Document text

◆ ◆ ◆ ◆ ◆

We cannot guarantee that our security measures will prevent
data breaches. Companies that handle such information have also been subject to investigations, lawsuits and adverse publicity
due to allegedly improper disclosure of personally identifiable information. Security breaches could damage our reputation, cause
interruptions in our operations, expose us to a risk of loss or litigation and possible liability, and could also cause customers
and potential customers to lose confidence in the security of our transactions, which would have a negative effect on the demand
for our services and products. Moreover, public perception concerning security and privacy on the internet could adversely affect
customers’ willingness to use our websites. A publicized breach of security in India, even if it only affects other companies
conducting business over the internet, could inhibit the growth of the internet as a means of conducting commercial transactions,
and, therefore, the prospects of our business.
These and other privacy and security developments that are difficult
to anticipate could adversely affect our business, financial condition and results of operations.
If we are unable to maintain
existing, or establish new arrangements with our travel service suppliers, our business may be adversely affected.
Our business depends on our ability to maintain our relationships
and arrangements with existing suppliers, as well as our ability to establish and maintain relationships with new travel suppliers.
A substantial portion of our revenue less service cost derives from fees and commissions negotiated with travel suppliers for bookings
made through our website. Many of our agreements with our travel service suppliers are short-term contracts that require periodic
renewal on a quarterly or yearly basis and provide our counterparties with a right to terminate on short notice or without notice.

◆ ◆ ◆ ◆ ◆

Material provided
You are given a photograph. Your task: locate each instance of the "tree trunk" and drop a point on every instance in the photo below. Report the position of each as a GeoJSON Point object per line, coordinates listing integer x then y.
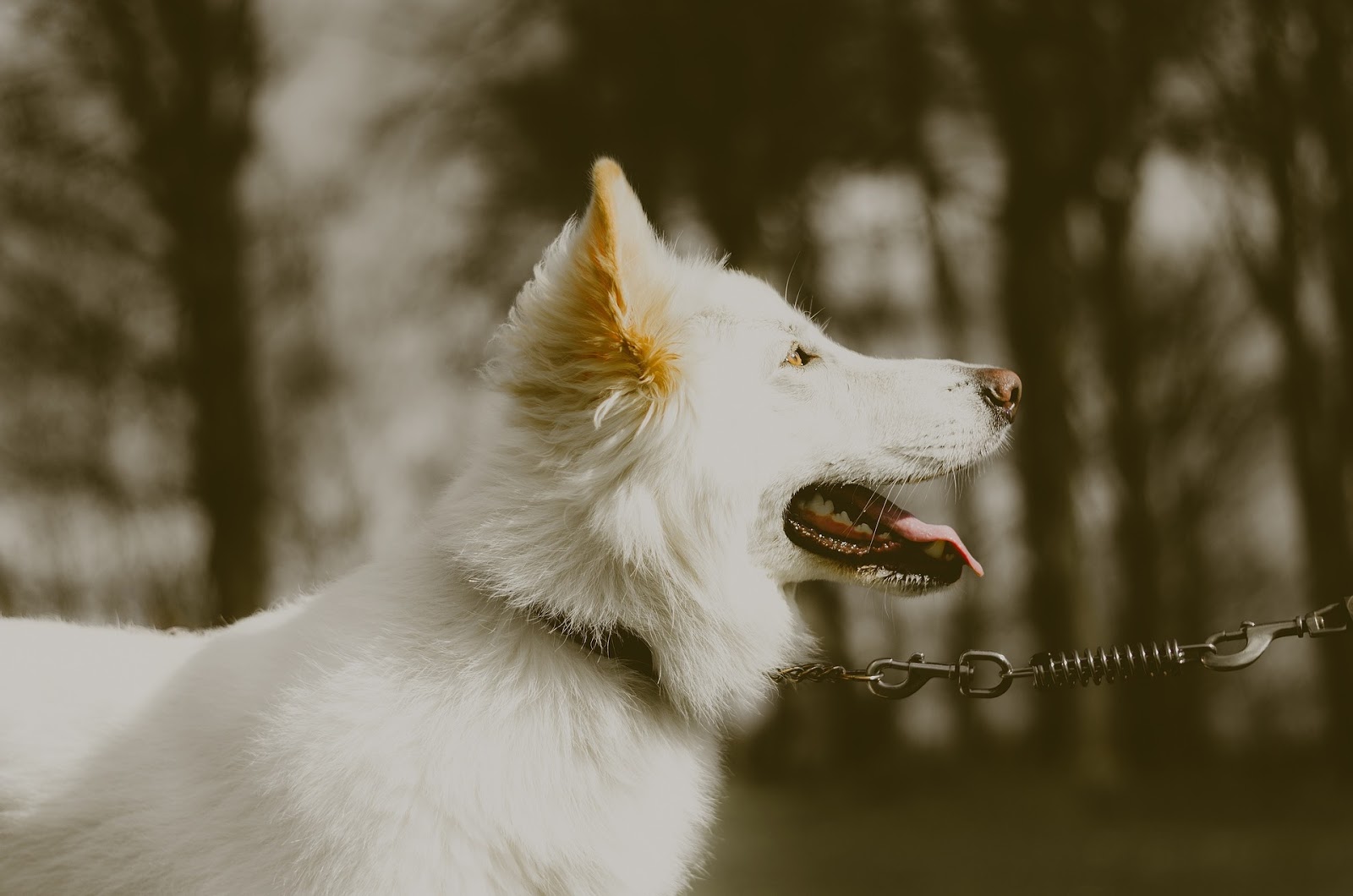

◆ ◆ ◆ ◆ ◆

Exercise
Reproduce the risk-factor text from "A substantial portion" to "or without notice.".

The response
A substantial portion of our revenue less service cost derives from fees and commissions negotiated with travel suppliers for bookings
made through our website. Many of our agreements with our travel service suppliers are short-term contracts that require periodic
renewal on a quarterly or yearly basis and provide our counterparties with a right to terminate on short notice or without notice.